TASK STATEMENT: Please give back, word for word, only the lines starting at the one containing "<point>164,61</point>" and ending at the one containing "<point>236,257</point>" within the material below.

DATASET EXTRACT:
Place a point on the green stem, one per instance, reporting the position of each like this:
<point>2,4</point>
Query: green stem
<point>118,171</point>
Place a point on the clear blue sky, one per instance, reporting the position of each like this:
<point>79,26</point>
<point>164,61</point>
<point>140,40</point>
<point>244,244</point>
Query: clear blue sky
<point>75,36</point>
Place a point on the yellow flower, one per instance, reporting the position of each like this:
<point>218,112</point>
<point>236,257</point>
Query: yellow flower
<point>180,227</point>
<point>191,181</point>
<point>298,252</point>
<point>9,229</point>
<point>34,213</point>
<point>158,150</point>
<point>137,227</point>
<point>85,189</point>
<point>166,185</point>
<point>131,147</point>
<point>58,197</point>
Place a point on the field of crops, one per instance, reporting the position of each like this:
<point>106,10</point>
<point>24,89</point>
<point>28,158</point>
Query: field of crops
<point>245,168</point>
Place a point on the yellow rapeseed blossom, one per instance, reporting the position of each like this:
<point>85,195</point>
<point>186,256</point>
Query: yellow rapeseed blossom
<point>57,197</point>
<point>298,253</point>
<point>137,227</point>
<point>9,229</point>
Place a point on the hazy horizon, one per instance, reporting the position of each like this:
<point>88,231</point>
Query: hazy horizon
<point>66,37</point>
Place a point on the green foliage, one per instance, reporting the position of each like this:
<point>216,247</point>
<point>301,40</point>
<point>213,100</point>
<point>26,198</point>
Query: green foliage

RESULT:
<point>164,61</point>
<point>140,40</point>
<point>244,244</point>
Query: clear blue sky
<point>75,36</point>
Place a point on the yellow flower, one per instance, reporting the position of each like this:
<point>218,112</point>
<point>236,257</point>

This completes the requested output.